> [JOB]:
Starting at the line that contains "Q: Indicate one point per instance of the bicycle", copy each line through the end of the listing below. Include both ends and output nothing more.

> [INPUT ROWS]:
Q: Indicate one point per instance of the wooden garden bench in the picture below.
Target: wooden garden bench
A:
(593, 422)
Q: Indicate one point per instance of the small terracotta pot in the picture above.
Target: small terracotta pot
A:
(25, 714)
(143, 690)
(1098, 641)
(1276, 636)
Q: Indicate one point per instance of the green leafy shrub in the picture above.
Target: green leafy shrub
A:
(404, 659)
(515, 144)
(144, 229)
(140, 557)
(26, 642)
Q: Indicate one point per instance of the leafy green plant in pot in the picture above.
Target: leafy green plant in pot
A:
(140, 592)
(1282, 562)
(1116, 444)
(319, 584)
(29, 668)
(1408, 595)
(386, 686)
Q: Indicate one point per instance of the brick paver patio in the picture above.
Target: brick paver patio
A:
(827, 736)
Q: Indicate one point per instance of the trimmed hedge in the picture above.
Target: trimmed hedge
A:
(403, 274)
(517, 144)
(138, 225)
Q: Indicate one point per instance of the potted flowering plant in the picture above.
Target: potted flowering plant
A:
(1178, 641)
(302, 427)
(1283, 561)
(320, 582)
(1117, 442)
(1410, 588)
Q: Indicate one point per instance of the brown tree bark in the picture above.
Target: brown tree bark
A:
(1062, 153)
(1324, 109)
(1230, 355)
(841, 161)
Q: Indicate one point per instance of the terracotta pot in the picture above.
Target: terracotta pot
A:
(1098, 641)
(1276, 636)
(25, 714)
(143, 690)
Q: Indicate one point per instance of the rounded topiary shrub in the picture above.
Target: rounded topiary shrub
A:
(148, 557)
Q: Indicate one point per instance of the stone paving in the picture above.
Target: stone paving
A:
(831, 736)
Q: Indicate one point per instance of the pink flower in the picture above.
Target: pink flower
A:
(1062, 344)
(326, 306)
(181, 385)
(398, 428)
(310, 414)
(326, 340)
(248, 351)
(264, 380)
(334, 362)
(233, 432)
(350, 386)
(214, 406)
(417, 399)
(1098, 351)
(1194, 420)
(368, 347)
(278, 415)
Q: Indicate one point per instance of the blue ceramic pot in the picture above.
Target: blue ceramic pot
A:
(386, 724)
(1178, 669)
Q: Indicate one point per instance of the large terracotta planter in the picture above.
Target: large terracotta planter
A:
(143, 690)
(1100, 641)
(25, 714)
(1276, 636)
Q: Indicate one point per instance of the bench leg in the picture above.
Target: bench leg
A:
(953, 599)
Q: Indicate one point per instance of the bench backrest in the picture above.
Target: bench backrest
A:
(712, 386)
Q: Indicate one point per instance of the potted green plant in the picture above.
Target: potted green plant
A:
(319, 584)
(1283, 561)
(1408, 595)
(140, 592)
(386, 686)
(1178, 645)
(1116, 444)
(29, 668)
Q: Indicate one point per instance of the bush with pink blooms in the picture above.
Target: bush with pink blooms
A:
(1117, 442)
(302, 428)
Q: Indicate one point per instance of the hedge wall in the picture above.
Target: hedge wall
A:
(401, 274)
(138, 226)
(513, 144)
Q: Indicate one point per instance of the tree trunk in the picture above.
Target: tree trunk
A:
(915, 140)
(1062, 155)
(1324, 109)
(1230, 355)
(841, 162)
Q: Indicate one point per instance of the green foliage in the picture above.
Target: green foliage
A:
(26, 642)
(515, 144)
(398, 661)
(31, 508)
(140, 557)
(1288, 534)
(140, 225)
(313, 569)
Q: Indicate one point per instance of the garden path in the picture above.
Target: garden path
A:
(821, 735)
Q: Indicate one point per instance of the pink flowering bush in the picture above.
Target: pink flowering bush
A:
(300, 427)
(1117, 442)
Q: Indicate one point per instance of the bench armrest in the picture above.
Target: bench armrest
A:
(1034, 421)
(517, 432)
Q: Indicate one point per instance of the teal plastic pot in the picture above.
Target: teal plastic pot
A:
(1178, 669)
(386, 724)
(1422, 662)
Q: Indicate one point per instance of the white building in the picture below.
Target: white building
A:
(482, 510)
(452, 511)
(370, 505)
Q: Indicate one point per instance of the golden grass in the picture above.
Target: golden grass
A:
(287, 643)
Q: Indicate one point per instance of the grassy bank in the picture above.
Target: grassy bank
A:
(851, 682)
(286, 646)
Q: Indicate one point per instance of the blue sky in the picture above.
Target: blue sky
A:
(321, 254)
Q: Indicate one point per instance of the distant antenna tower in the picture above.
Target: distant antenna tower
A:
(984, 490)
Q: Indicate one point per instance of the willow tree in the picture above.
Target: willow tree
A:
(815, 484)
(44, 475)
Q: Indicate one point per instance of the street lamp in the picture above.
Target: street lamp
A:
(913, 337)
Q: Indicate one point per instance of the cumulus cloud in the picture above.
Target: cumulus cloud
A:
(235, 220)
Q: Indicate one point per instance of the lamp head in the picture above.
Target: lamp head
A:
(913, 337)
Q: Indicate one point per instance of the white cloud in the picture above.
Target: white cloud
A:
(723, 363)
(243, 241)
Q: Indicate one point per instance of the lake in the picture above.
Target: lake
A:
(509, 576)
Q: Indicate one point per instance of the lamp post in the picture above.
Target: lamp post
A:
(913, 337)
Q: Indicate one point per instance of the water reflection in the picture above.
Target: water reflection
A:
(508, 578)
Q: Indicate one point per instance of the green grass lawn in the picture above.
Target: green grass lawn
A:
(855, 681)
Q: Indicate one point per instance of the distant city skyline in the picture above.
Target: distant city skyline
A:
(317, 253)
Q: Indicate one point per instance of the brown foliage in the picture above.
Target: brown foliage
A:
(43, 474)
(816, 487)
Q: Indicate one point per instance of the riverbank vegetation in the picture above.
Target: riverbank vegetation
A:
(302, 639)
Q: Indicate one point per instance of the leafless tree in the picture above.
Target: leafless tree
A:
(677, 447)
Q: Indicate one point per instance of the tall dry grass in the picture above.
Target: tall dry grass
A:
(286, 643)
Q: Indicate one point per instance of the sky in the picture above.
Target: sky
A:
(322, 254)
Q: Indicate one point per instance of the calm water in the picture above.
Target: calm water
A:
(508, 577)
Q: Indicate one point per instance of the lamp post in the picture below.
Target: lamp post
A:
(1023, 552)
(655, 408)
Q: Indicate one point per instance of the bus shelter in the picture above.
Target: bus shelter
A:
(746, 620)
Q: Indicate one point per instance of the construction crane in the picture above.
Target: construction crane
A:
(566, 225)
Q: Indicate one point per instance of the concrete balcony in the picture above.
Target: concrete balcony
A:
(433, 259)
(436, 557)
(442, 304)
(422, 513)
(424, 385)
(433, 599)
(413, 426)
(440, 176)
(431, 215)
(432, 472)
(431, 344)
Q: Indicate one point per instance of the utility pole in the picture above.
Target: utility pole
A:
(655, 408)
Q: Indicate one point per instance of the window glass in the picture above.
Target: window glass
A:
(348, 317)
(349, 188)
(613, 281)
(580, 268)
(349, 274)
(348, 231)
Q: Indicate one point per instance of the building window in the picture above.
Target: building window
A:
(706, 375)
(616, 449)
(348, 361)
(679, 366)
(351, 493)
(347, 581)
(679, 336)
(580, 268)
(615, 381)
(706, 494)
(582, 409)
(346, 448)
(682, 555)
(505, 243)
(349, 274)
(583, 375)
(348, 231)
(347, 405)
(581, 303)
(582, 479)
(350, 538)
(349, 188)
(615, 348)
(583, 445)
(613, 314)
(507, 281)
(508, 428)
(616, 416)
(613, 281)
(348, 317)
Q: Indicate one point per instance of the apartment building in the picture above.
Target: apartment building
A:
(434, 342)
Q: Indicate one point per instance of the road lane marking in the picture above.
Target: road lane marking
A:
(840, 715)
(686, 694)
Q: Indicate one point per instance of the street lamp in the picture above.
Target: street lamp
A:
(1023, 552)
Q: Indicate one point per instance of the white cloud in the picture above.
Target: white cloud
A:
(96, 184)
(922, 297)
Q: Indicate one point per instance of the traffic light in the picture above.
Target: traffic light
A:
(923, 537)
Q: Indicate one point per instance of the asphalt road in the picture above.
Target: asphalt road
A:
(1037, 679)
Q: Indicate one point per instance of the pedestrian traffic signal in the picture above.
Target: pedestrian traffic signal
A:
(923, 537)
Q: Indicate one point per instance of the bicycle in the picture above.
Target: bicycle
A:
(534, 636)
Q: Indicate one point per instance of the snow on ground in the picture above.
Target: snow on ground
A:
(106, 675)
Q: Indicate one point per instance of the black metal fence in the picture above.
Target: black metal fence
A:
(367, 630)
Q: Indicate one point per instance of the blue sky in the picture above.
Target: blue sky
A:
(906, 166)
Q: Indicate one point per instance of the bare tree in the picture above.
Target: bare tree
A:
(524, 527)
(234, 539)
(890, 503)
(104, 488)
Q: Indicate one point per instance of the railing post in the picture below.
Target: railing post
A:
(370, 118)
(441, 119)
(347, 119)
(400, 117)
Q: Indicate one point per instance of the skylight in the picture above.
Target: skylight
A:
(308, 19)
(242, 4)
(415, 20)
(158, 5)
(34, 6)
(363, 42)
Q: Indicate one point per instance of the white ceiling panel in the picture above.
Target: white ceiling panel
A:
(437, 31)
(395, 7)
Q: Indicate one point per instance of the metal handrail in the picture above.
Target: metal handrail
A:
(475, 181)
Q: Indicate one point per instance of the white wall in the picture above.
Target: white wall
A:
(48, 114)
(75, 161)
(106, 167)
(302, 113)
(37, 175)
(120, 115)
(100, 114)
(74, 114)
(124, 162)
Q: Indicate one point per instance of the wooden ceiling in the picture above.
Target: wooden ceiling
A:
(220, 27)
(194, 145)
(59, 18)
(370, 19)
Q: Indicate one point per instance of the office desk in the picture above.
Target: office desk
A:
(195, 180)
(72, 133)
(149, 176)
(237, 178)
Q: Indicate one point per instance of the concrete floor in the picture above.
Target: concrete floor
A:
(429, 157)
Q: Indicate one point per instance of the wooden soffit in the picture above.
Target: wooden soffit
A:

> [RIGHT ANSWER]:
Q: Indicate one point per instance of the bicycle in the picture above.
Target: bicycle
A:
(534, 636)
Q: Indicate one point per instance of the snow on ground in the picture above.
Target: snow on ground
A:
(106, 675)
Q: Indicate one point per instance of the black metal fence in the picture above.
Target: black metal fence
A:
(367, 630)
Q: Indicate one point per instance of the blue sky in the picture above.
Target: blue sky
A:
(906, 166)
Q: Indicate one point per instance of the bare tree in the picture above.
Target: bare tree
A:
(524, 527)
(234, 539)
(890, 503)
(104, 488)
Q: Indicate one point per instance of the railing post in the picture below.
Target: railing post
A:
(370, 118)
(441, 119)
(347, 119)
(400, 117)
Q: Indicate one point per instance of the skylight in the picture above.
Target: skylight
A:
(308, 19)
(242, 4)
(415, 20)
(158, 5)
(34, 6)
(363, 42)
Q: Indicate one point per instance of the white ceiling panel in the picture above.
Target: white ceiling panel
A:
(437, 31)
(395, 7)
Q: Indicate one point per instance of the metal handrail in the picture above.
Target: metal handrail
A:
(475, 181)
Q: Indicate one point per instance of the white wall in the picture above.
Target: white wall
A:
(48, 114)
(75, 161)
(106, 167)
(302, 113)
(37, 175)
(120, 115)
(100, 114)
(74, 114)
(124, 162)
Q: Indicate one point per instance of the wooden ceiling in the picture above.
Target: wooden ceiling
A:
(220, 27)
(194, 145)
(59, 18)
(370, 19)
Q: Indicate one point per instance of the office desk in the picture above.
Target: office desk
A:
(195, 180)
(72, 133)
(149, 176)
(237, 178)
Q: Indicate one point per instance of the concrete floor in the picture above.
Target: concrete floor
A:
(429, 157)
Q: Indicate one point per instance of the wooden soffit in the picture above.
Target: wooden soffit
A:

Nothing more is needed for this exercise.